**WRITTEN INSTRUCTION A:**
Reproduce the records word for word, leaving out the pictures.

Ensure your fish tank is placed on a level surface suitable for bearing the weight of your full aquarium - we recommend you purchase the specific model cabinet for the aquarium (one litre of water weighs exactly one kilogram, so calculate the weight of your aquarium including the weight of the glass tank itself).
Position the aquarium so you can get the maximum enjoyment from it however avoiding:
Once you’ve picked your chosen substrate (gravel/sand) make sure to give it a good wash to remove any dirt or dust which will cloud the water.
Then pack the substrate in to the bottom of the aquarium.
Soak any rocks, wood, plastic plants or ornaments before adding them to the tank to remove anything that may colour the water or affect the chemical balance of the aquarium (do not use anything other than plain water to clean these items).
Décor should always be purchased from a reputable aquatic store who can advise on the best conditions for your chosen set up.
You can then position these as you like throughout the tank leaving open areas and hiding spaces for your fish to explore. It is important to ensure décor is embedded into the substrate and stable to ensure it is not easily dug up by your livestock.
If your aquarium fish or shrimp require heated water (tropical freshwater) it is now time to install your heater following the manufacturer’s instructions.
DO NOT TURN ON YOUR HEATER YET.
We advise you add an aquarium thermometer to the aquarium so you can monitor the temperature ongoing.
Install your filter following the instructions. Bear in mind that some aquariums come with built in filters and therefore may only need media adding to it whilst others come with a separate filter which must be installed.

**WRITTEN INSTRUCTION B:**
Copy the aquarium setup text word for word from "Soak any rocks, wood, plastic" to "the manufacturer’s instructions.".

**INFORMATION GIVEN:**
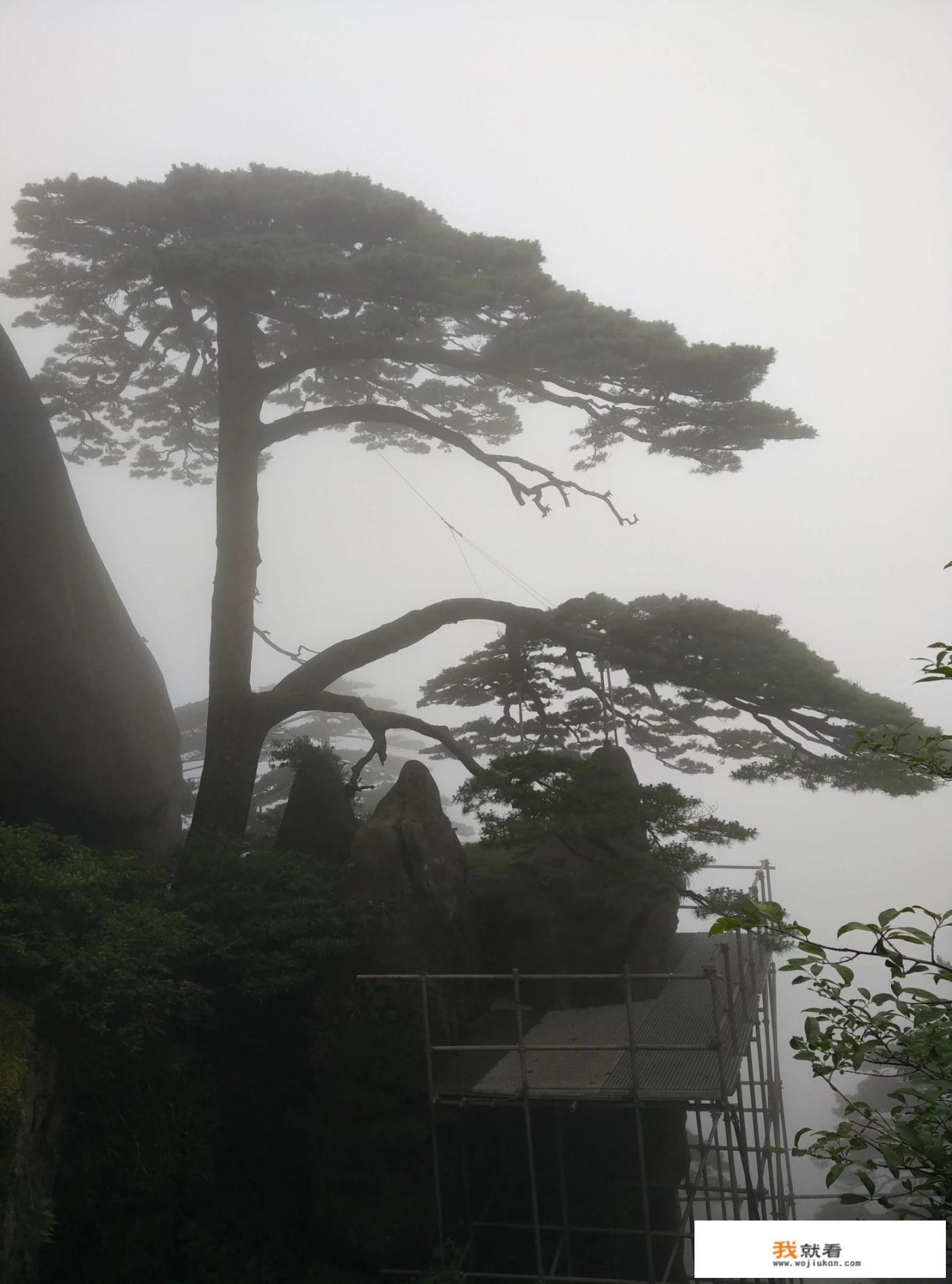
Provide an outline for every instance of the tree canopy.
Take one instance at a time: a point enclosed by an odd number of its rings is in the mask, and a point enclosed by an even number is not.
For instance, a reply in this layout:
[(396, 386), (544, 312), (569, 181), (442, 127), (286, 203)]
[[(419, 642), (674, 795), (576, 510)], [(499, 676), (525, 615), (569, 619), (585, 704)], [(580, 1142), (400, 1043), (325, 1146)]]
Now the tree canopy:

**COMPLETE RESPONSE A:**
Provide an outline for every instance of the tree canopy.
Take one instance at a time: a point enclosed by an odd number of its rings is in the mask, and a point enclosed by an even number is not.
For instance, a reply in this layout:
[(396, 386), (544, 312), (569, 181), (442, 127), (286, 203)]
[[(419, 642), (674, 795), (576, 510)], [(499, 676), (525, 615), (569, 619), (585, 704)], [(580, 1142), (400, 1043), (325, 1146)]]
Now the tree canopy:

**COMPLETE RESPONSE B:**
Soak any rocks, wood, plastic plants or ornaments before adding them to the tank to remove anything that may colour the water or affect the chemical balance of the aquarium (do not use anything other than plain water to clean these items).
Décor should always be purchased from a reputable aquatic store who can advise on the best conditions for your chosen set up.
You can then position these as you like throughout the tank leaving open areas and hiding spaces for your fish to explore. It is important to ensure décor is embedded into the substrate and stable to ensure it is not easily dug up by your livestock.
If your aquarium fish or shrimp require heated water (tropical freshwater) it is now time to install your heater following the manufacturer’s instructions.